RECORDS PROVIDED ->
----------

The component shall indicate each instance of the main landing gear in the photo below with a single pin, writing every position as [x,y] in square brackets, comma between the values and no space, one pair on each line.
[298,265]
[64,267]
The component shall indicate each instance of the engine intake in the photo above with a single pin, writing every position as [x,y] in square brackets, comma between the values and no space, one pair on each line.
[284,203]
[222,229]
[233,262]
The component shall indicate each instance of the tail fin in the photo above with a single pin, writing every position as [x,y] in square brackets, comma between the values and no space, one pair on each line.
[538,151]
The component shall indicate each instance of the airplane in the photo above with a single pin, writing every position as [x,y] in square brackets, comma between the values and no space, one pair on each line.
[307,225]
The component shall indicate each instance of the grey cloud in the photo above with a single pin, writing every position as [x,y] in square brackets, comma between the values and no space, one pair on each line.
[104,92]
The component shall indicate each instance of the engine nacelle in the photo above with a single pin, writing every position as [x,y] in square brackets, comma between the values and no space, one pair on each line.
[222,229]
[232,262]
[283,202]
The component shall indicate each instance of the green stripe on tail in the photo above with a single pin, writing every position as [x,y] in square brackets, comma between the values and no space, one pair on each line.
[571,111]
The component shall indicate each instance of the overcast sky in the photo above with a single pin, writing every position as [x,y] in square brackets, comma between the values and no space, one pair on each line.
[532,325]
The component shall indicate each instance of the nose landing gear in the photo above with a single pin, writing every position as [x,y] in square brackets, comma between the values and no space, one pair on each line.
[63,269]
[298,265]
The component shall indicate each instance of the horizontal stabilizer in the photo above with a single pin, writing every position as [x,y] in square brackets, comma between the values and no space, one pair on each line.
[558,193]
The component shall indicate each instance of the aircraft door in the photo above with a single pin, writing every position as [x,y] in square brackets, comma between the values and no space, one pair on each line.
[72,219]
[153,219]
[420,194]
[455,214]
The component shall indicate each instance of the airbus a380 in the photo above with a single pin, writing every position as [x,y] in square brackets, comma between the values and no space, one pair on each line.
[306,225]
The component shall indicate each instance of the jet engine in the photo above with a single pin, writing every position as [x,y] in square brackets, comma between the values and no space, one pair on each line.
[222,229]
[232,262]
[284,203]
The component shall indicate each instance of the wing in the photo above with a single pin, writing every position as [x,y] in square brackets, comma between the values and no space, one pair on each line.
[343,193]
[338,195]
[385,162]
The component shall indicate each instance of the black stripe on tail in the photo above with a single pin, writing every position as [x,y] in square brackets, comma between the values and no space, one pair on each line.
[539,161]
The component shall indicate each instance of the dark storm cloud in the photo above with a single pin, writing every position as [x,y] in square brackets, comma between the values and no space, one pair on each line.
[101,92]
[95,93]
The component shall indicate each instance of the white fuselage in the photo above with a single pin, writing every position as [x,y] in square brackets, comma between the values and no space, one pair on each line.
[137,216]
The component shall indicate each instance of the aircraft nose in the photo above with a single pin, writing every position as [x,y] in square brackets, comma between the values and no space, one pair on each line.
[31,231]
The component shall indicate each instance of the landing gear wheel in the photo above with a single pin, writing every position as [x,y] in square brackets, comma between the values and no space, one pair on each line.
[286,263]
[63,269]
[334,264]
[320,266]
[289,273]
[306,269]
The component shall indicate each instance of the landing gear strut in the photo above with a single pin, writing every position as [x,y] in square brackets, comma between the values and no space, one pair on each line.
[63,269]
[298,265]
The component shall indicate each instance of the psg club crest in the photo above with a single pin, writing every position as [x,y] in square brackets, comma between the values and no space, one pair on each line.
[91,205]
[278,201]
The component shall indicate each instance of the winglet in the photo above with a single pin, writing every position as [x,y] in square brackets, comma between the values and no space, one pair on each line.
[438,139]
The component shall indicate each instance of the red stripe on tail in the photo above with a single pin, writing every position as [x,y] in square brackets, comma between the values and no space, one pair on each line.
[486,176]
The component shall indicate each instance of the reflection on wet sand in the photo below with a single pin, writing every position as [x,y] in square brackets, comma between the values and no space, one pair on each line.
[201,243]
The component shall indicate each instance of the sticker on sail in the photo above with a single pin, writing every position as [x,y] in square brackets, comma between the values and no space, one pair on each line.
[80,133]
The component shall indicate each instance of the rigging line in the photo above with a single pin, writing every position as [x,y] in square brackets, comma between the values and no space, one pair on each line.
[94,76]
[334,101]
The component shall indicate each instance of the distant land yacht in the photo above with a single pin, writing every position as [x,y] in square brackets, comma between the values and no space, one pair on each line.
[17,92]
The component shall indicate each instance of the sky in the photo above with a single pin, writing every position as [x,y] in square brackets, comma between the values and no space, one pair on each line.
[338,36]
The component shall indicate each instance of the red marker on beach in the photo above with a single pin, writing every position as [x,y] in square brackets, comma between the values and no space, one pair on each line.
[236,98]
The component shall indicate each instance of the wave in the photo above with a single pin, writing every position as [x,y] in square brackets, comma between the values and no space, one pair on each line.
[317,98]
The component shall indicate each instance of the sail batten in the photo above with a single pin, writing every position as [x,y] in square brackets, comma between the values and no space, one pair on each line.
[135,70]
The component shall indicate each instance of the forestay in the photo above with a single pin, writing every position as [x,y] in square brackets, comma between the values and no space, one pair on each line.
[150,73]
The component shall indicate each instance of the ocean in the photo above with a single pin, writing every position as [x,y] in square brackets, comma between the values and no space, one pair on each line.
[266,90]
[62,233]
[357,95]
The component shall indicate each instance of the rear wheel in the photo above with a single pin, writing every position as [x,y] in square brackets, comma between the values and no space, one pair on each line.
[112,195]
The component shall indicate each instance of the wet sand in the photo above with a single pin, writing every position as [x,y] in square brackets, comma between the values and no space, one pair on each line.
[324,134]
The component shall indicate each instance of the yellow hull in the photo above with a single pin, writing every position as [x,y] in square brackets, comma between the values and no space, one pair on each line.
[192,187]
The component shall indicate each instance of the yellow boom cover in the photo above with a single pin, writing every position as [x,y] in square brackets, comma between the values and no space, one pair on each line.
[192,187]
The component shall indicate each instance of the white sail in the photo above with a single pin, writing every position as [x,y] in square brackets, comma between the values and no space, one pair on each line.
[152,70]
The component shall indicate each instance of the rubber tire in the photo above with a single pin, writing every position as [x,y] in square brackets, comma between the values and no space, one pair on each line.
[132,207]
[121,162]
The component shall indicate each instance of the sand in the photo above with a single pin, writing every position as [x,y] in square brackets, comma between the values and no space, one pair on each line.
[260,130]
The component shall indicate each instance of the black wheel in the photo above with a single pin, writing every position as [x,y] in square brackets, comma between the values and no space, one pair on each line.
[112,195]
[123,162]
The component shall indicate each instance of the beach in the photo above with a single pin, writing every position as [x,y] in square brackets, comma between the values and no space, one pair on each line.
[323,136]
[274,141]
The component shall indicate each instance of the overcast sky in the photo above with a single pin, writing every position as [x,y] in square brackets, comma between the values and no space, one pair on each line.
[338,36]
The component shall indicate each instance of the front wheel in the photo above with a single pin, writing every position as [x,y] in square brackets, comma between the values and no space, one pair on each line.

----------

ABOUT THIS TASK -> Reproduce the entries above exactly, every line included.

TASK RESPONSE ->
The component shall indicate each instance of the main landing gear in the photo below with a single pin, writing every position as [x,y] in square brackets, comma between the values and no space, one pair on each line.
[298,265]
[64,267]
The component shall indicate each instance of the engine intake in the photo above with a single pin, writing every position as [x,y] in square brackets, comma between the values and no space, one pair on each line.
[284,203]
[222,229]
[233,262]
The component shall indicate each instance of the tail fin in the photo above with a single pin, writing every position as [x,y] in square brackets, comma between the values and no space, one pair on each line.
[538,151]
The component shall indicate each instance of the airplane in the photo above with a single pin, writing every position as [x,y] in square brackets, comma between the values and no space, one pair on each line.
[307,225]
The component shall indicate each instance of the grey cloud in the photo above with a single pin, writing every position as [x,y] in square brackets, comma between the values and no space, one pair on each line.
[104,92]
The component shall indicate each instance of the engine nacelle in the photo above with a single pin, writing every position as [x,y] in square brackets, comma between the values and no space, one pair on each line.
[222,229]
[232,262]
[283,202]
The component shall indicate each instance of the green stripe on tail in the photo above with a single pin, writing every position as [x,y] in square brackets, comma between the values and no space, one pair on each line.
[571,111]
The component shall indicate each instance of the overcast sky in the photo above with a single pin, writing every position as [x,y] in square brackets, comma between the values and no space, one pair on each line.
[532,325]
The component shall indicate each instance of the nose landing gear in the photo above with a single pin, writing every position as [x,y] in square brackets, comma between the values and no space, one pair on each line.
[63,269]
[298,265]
The component shall indicate each instance of the horizontal stabilizer in the photo above with a single pin, writing every position as [x,y] in square brackets, comma between the values and no space, one pair on each line.
[558,193]
The component shall indicate each instance of the aircraft door in the photo above with a single pin, writing every position as [x,y] in square brackets, comma between the values and no space, one pair on each line.
[72,219]
[153,219]
[420,194]
[455,214]
The component shall indicate each instance of the airbus a380 in the photo above with a single pin, writing every position as [x,y] in square brackets, comma between the values and no space, one pair on each line.
[306,225]
The component shall indicate each instance of the jet engine in the photo above with a single pin, writing every position as [x,y] in square brackets, comma between the values and no space, one pair on each line.
[222,229]
[232,262]
[284,203]
The component shall indicate each instance of the wing in the photo above with a single pin, writing every position as [x,y] in square brackets, comma between the values and no space, one pair on each line.
[343,193]
[338,195]
[385,162]
The component shall indicate each instance of the black stripe on tail in the photo above with a single pin, writing every position as [x,y] in square brackets, comma between the values and no space, one pair on each line.
[539,161]
The component shall indicate each instance of the dark storm cloud in the photo above with a single pin, writing every position as [x,y] in square brackets, comma between the values and no space, one pair on each line.
[101,92]
[95,93]
The component shall indicate each instance of the white fuselage in the photo above with a single pin, writing every position as [x,y] in square brackets, comma between the values and no space, one pair on each line.
[137,216]
The component shall indicate each instance of the aircraft nose in the photo above with a single pin, writing every position as [x,y] in square brackets, comma between the values and no space, one pair on each line.
[31,231]
The component shall indicate each instance of the landing gear wheel in the photo above with a single pin, writing every position as [x,y] in square brackets, comma between the values and no space, one pair on each line.
[286,263]
[63,269]
[334,264]
[320,266]
[289,273]
[306,269]
The component shall indicate each instance of the landing gear strut in the photo above with a single pin, writing every position as [x,y] in square brackets, comma between the values and no space, one pair on each line.
[63,269]
[298,265]
The component shall indicate each instance of the psg club crest in the photo above with a single pin, writing every position as [x,y] in square brackets, comma between the values and no space, one pair on each line.
[91,205]
[278,201]
The component shall indicate each instance of the winglet in the photo above with a single pin, writing every position as [x,y] in square brackets, comma between the values and no space, one pair on each line.
[438,139]
The component shall indicate each instance of the red stripe on tail in the photo above with a single pin, writing every position as [x,y] in square brackets, comma between the values and no space, one pair on each line.
[486,176]
The component shall indicate each instance of the reflection on wet sand in the photo below with a single pin, writing every position as [x,y] in square brackets, comma between the values and no space, one pair on each line.
[201,243]
The component shall indicate each instance of the sticker on sail in the photo above with a single pin, writing every position as [x,y] in square brackets, comma between the values and no space, one pair on each line.
[80,133]
The component shall indicate each instance of the rigging line in the photo above with a single pin, writing every position as [x,y] in square brackets, comma between the values and no space, one pair on each line.
[94,76]
[334,101]
The component shall indicate each instance of the distant land yacht in the photo above with a single pin, writing every position as [x,y] in square brackets, comma between the values and no space, one pair on each line.
[17,92]
The component shall indicate each instance of the sky in the photo above with a single pin, writing every position as [x,y] in square brackets, comma between the values and no space, one pair on each line.
[338,36]
The component shall indicate each instance of the red marker on beach in the photo above with a single pin, writing every position as [x,y] in square brackets, comma between the values and no space, one pair on each line.
[236,98]
The component shall indicate each instance of the wave in the photo above with a single pin, writing every position as [x,y] in square brackets, comma between the values and no space, one pair on each line.
[317,98]
The component shall indicate each instance of the sail batten in the photo above with a single pin, writing every position as [x,y] in square brackets, comma between the values and no space, one pair on each line.
[135,70]
The component shall indicate each instance of the forestay in the photo above with a single pin, writing every position as [x,y] in square brackets, comma between the values and no space, one pair on each line.
[150,73]
The component shall indicate each instance of the ocean in the photo above with a single pin, writing every position as [x,y] in square brackets, comma between the values and no space, one pair on each line.
[266,90]
[62,233]
[357,95]
The component shall indicate each instance of the rear wheel in the photo above with a single pin, writing every position as [x,y] in square brackets, comma between the values and no space, one pair on each line.
[112,195]
The component shall indicate each instance of the wet sand in the photo above with a single pin, writing every position as [x,y] in square brackets, comma between the values and no space, one pair on each line.
[324,134]
The component shall indicate each instance of the yellow hull in the photo above with a single pin, writing every position as [x,y] in square brackets, comma between the values and no space, one pair on each line.
[192,187]
The component shall indicate each instance of the yellow boom cover in the photo above with a single pin, writing every position as [x,y] in square brackets, comma between the values and no space, one pair on each line.
[192,187]
The component shall indicate each instance of the white sail in the photo above with a single pin, writing every position as [x,y] in square brackets, comma between the values and no space, one pair on each line.
[152,70]
The component shall indicate each instance of the rubber tire in the photo above with a single pin, writing every position as [x,y] in square brackets, comma between the values and no space, one pair on each line.
[132,207]
[121,162]
The component shall indicate each instance of the sand in the photo above with a single pin, writing every position as [x,y] in square brackets, comma between the values and no space, one pair on each line.
[260,130]
The component shall indicate each instance of the black wheel in the photo above with a single pin, writing every position as [x,y] in square brackets, comma between the values and no space, one pair on each line.
[112,195]
[123,162]
The component shall indicate each instance of the beach in the photo above with a single pin, writing every position as [x,y] in square brackets, comma between the values and no space, one pair on each line.
[323,136]
[274,141]
The component shall indicate each instance of the overcast sky in the photo above with a single pin, writing every position as [x,y] in square brackets, comma between the values and no space, one pair on each line.
[338,36]
The component shall indicate each instance of the front wheel in the photo above with a single pin, writing every position as [x,y] in square brackets, comma between the values and no space, one pair on each line.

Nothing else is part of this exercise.